Image point grounding data:
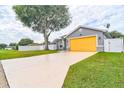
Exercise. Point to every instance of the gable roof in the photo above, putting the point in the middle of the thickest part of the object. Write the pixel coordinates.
(85, 27)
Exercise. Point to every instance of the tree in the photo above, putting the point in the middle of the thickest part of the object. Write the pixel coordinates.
(44, 19)
(3, 46)
(116, 34)
(25, 41)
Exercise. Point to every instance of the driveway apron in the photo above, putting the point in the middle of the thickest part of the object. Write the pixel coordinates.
(45, 71)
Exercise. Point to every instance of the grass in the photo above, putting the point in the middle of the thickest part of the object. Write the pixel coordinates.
(9, 54)
(103, 70)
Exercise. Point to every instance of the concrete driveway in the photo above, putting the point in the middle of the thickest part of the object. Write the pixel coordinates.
(45, 71)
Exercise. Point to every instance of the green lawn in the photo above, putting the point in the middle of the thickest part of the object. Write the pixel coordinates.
(9, 54)
(103, 70)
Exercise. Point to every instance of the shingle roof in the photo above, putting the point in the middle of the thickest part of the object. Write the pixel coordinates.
(85, 27)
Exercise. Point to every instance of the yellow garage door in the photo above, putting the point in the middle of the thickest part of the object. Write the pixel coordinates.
(85, 44)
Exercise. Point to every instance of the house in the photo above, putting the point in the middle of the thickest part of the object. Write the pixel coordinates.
(84, 39)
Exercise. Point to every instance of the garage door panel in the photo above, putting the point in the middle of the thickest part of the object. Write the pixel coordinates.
(86, 44)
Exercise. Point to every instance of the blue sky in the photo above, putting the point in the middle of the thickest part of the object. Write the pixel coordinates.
(12, 30)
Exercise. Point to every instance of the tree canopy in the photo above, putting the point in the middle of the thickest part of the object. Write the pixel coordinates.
(3, 46)
(116, 34)
(25, 41)
(43, 18)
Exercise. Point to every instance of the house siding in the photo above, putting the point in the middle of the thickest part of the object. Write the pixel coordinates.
(85, 32)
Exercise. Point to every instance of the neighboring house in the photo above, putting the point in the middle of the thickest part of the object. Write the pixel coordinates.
(36, 46)
(83, 39)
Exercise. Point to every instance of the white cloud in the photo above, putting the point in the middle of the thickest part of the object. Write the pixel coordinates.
(12, 30)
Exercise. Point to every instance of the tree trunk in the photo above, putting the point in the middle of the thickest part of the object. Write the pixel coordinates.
(46, 43)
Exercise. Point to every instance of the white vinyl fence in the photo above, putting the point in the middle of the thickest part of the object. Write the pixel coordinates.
(39, 47)
(114, 45)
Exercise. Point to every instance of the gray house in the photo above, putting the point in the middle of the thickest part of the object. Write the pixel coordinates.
(82, 39)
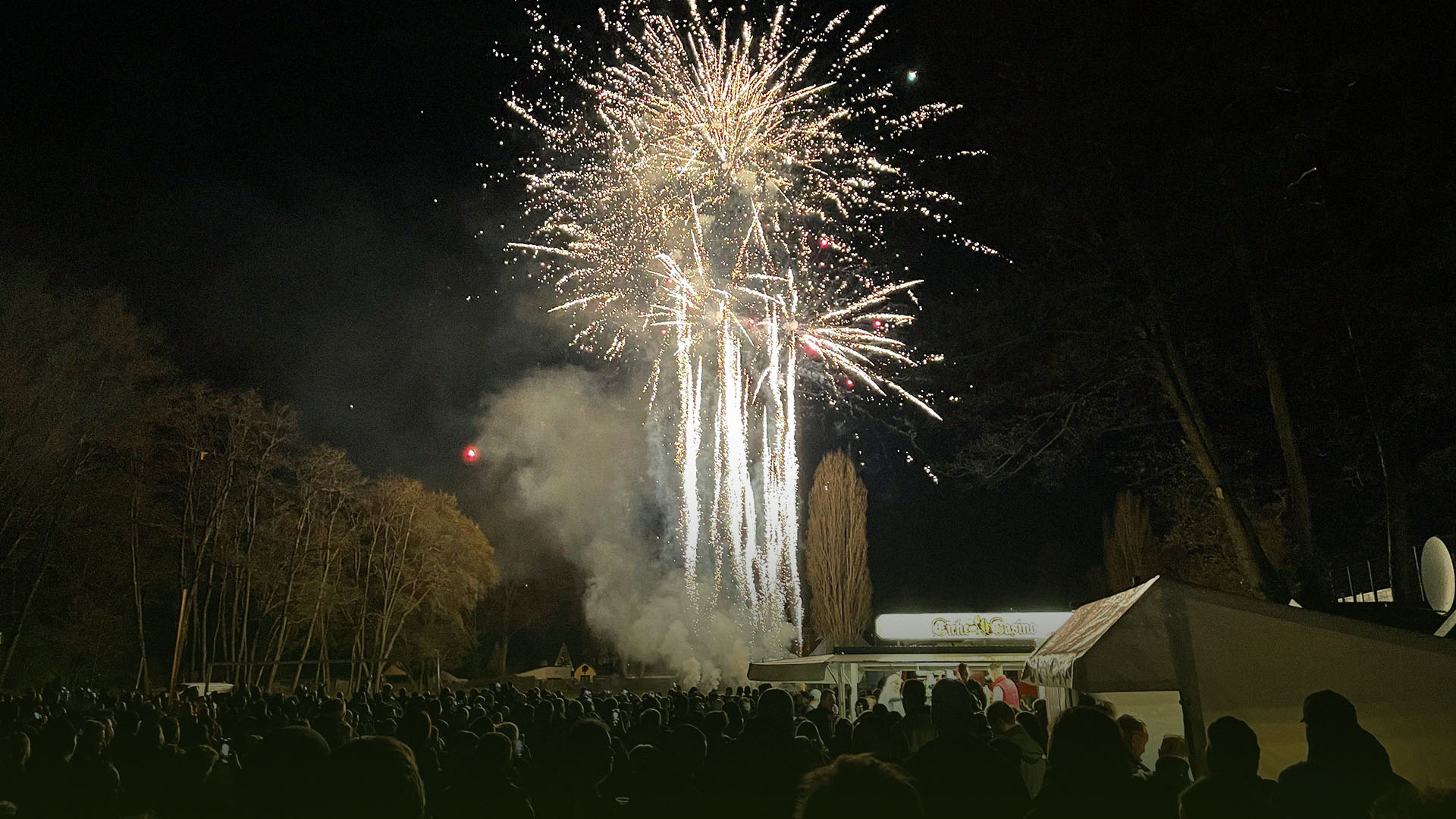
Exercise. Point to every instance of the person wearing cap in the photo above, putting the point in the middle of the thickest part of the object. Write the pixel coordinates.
(1234, 786)
(1346, 771)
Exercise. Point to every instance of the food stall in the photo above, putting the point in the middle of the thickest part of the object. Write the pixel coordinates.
(1199, 654)
(927, 645)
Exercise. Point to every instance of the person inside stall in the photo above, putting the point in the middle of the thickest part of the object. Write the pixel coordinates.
(1003, 689)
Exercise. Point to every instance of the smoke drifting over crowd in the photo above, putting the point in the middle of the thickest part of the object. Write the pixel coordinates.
(565, 449)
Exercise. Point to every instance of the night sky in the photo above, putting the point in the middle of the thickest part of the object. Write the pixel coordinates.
(293, 194)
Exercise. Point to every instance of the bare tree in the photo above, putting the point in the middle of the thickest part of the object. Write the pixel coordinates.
(836, 553)
(1128, 542)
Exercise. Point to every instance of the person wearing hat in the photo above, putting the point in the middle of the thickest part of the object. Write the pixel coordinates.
(1346, 771)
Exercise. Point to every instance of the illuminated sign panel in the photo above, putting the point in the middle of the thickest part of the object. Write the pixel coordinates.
(970, 626)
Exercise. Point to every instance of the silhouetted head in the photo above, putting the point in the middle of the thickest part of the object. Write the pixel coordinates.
(913, 694)
(281, 773)
(1087, 745)
(856, 786)
(1001, 717)
(587, 752)
(375, 777)
(951, 707)
(492, 754)
(1134, 735)
(777, 708)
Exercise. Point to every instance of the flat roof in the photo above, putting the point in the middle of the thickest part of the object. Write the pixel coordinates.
(819, 668)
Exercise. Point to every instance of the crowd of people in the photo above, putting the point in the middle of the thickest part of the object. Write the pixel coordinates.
(520, 754)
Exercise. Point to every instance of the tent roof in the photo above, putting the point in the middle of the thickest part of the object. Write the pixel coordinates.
(819, 668)
(1125, 642)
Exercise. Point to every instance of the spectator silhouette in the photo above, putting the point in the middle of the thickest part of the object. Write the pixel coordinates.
(1088, 770)
(1169, 777)
(1234, 786)
(856, 786)
(15, 752)
(1346, 771)
(1134, 736)
(759, 773)
(373, 777)
(916, 729)
(1030, 758)
(584, 761)
(281, 773)
(485, 789)
(959, 763)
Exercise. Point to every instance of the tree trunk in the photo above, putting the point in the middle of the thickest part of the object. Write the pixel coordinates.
(143, 678)
(25, 614)
(1310, 575)
(1172, 375)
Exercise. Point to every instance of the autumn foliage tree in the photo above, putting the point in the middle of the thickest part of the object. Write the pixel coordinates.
(836, 553)
(1128, 542)
(152, 526)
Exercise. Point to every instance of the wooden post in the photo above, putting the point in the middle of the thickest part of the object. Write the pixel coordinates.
(177, 648)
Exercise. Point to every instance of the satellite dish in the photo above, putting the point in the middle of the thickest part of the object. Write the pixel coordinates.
(1438, 576)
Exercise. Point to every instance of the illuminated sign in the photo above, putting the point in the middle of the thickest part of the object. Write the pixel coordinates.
(970, 626)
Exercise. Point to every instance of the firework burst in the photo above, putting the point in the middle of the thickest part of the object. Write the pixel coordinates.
(708, 194)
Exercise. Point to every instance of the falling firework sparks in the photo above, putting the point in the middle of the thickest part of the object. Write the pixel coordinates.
(701, 200)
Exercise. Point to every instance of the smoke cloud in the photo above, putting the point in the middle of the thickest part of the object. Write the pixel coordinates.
(568, 449)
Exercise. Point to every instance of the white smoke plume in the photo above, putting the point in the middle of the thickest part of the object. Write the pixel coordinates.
(574, 455)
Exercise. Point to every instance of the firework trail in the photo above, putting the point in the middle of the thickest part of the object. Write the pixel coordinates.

Exercise brief:
The data needs to be reproduced exactly, please, apart from its pictures.

Response area:
Exercise. Point to every instance of the gable roof in the photo above, putting the point in the middle of the thickest part of the object. Write the pixel coordinates.
(85, 27)
Exercise. Point to every instance of the tree in the photo above, putting the point in the middle of the thickest part of the object. Write the pixel coordinates.
(44, 19)
(3, 46)
(116, 34)
(25, 41)
Exercise. Point to every instance of the driveway apron in the photo above, putting the point in the middle of the thickest part of the object. Write the pixel coordinates.
(45, 71)
Exercise. Point to every instance of the grass in the photo above, putting the point in the middle of the thickest part of the object. Write the pixel coordinates.
(9, 54)
(103, 70)
Exercise. Point to every instance of the concrete driveway in the photo above, putting the point in the middle of the thickest part of the object. Write the pixel coordinates.
(45, 71)
Exercise. Point to every instance of the green lawn in the photo above, putting the point in the middle of the thickest part of the object. Write the pixel coordinates.
(9, 54)
(103, 70)
Exercise. Point to every instance of the shingle roof in the photo above, putting the point in the middle of the thickest part of the object. Write the pixel coordinates.
(85, 27)
Exercise. Point to every instance of the yellow garage door in the photo above, putting the point in the middle of the thickest part of the object. Write the pixel coordinates.
(85, 44)
Exercise. Point to every instance of the house in the photo above, putting the point in the middle of the thickest part of the object. Write the pixel coordinates.
(84, 39)
Exercise. Point to every instance of the garage door panel in the photo above, putting the point in the middle of the thickest part of the object. Write the pixel coordinates.
(86, 44)
Exercise. Point to every instance of the blue sky in the photo above, putting the point in the middle of the thickest part of the object. Write the pixel coordinates.
(12, 30)
Exercise. Point to every instance of the tree canopy in the photo above, putting the point in the middle of the thickest part of the object. Write the pixel coordinates.
(3, 46)
(116, 34)
(25, 41)
(43, 18)
Exercise. Point to every instance of the house siding in the photo above, putting the point in the middle of the thickest part of the object. Write the pixel coordinates.
(85, 32)
Exercise. Point to every instance of the neighboring house in the photo above, putting the point in the middle of the thickest part of the object. Write the pixel coordinates.
(36, 46)
(83, 39)
Exercise. Point to every instance of the white cloud in the photo above, putting the point in the middle of the thickest part of the object. Write the pixel coordinates.
(12, 30)
Exercise. Point to every instance of the tree trunk in the photo above, putting the point in the middle of the thickest part of the object. Write the pixel coordinates.
(46, 43)
Exercise. Point to every instance of the white vinyl fence in the photo above, putting the point in the middle of the thickest part of the object. Write the pixel coordinates.
(39, 47)
(114, 45)
Exercise. Point to every instance of the gray house in the photo above, putting the point in the middle of the thickest part of the object. Write the pixel coordinates.
(82, 39)
Exercise. Point to every instance of the person wearing cap in the photo above, putting the point in the middle of the thickest part of the object. Write the pixel coordinates.
(1234, 786)
(1346, 771)
Exercise. Point to every instance of the food stall in the photo above, putting the point in the middle of the thickest part of the object. Write the pixel coordinates.
(1199, 654)
(927, 645)
Exercise. Point to every instance of the person inside stall in the photo above, putting the point in the middle of the thickest part of the object. Write the pixel coordinates.
(1003, 689)
Exercise. Point to every instance of the smoke drifting over crowd in the photo above, putting the point in the middle of the thickest part of the object. Write the pixel coordinates.
(565, 449)
Exercise. Point to every instance of the night sky in the photo above, putting the point in the middle of the thickest part of the object. Write the pixel coordinates.
(293, 194)
Exercise. Point to every instance of the bare tree in the photo above, putting the point in the middle of the thickest part of the object. Write the pixel coordinates.
(836, 553)
(1128, 542)
Exercise. Point to every instance of the person wearing hat in the photo above, putting the point in the middle of the thickest part of the object. Write the pixel coordinates.
(1346, 771)
Exercise. Point to every instance of the illuminated sign panel in the photo above, putting the point in the middle of the thickest part of the object. Write the pixel coordinates.
(970, 626)
Exercise. Point to every instance of the silhouetted head in the photo above, putting the point in the middle of the thickest part of the object. Write the pixel coordinates.
(913, 694)
(281, 773)
(1087, 745)
(856, 786)
(1001, 717)
(587, 752)
(375, 777)
(951, 707)
(492, 754)
(1134, 735)
(777, 708)
Exercise. Point to every instance of the flat roof in the photo above, putting the point in the middle of the thickest part of the object. Write the pixel coordinates.
(819, 668)
Exercise. Point to every instance of the crowd of people in the photo above, putting the point in the middle of the thickest part of the object. Write the pixel coordinates.
(520, 754)
Exercise. Point to every instance of the tent roof in the photo above, putting the point in the middle of the thickest part of the object. Write the pixel coordinates.
(819, 668)
(1125, 642)
Exercise. Point to every instance of the spectator silhouette in the photo above, putting the point in the middle of the thickest part of the object. Write the pixel coordinates.
(1088, 770)
(1169, 777)
(1234, 786)
(856, 786)
(15, 752)
(1346, 771)
(1134, 736)
(759, 773)
(373, 777)
(916, 729)
(1030, 758)
(584, 761)
(281, 773)
(485, 789)
(959, 763)
Exercise. Point to every instance of the tree trunk in the photo above, putting the point in the middle of the thickest part of the object. Write the pixel coordinates.
(143, 678)
(25, 614)
(1310, 575)
(1172, 375)
Exercise. Point to every instance of the autumn foliage tree in the photo above, putting the point in the middle of the thickest part of the object. Write the pixel coordinates.
(836, 553)
(1128, 542)
(152, 526)
Exercise. Point to every instance of the wooden post in the photo above, putting the point in the middle of the thickest part of the object. Write the pixel coordinates.
(177, 648)
Exercise. Point to every instance of the satellite dish in the photo above, putting the point in the middle of the thickest part of the object. Write the pixel coordinates.
(1438, 576)
Exercise. Point to every instance of the illuminated sign in the photo above, putting the point in the middle of the thickest part of the object. Write the pixel coordinates.
(970, 626)
Exercise. Point to every instance of the firework burst in the photo above, putting the point in the middle of the thickest part of the object. Write the pixel coordinates.
(708, 194)
Exercise. Point to every instance of the falling firework sparks in the photo above, putting the point in the middle of the thickest part of the object. Write the pixel coordinates.
(701, 200)
Exercise. Point to every instance of the smoke cloud in the photo above, putting the point in the middle of the thickest part of the object. Write the pixel coordinates.
(568, 449)
Exercise. Point to every instance of the white smoke plume in the photo above, putting the point in the middle of the thickest part of the object. Write the pixel coordinates.
(574, 455)
Exercise. Point to every instance of the firework trail in the photo above, putting the point in the middle of the thickest part of the object. Write the pixel coordinates.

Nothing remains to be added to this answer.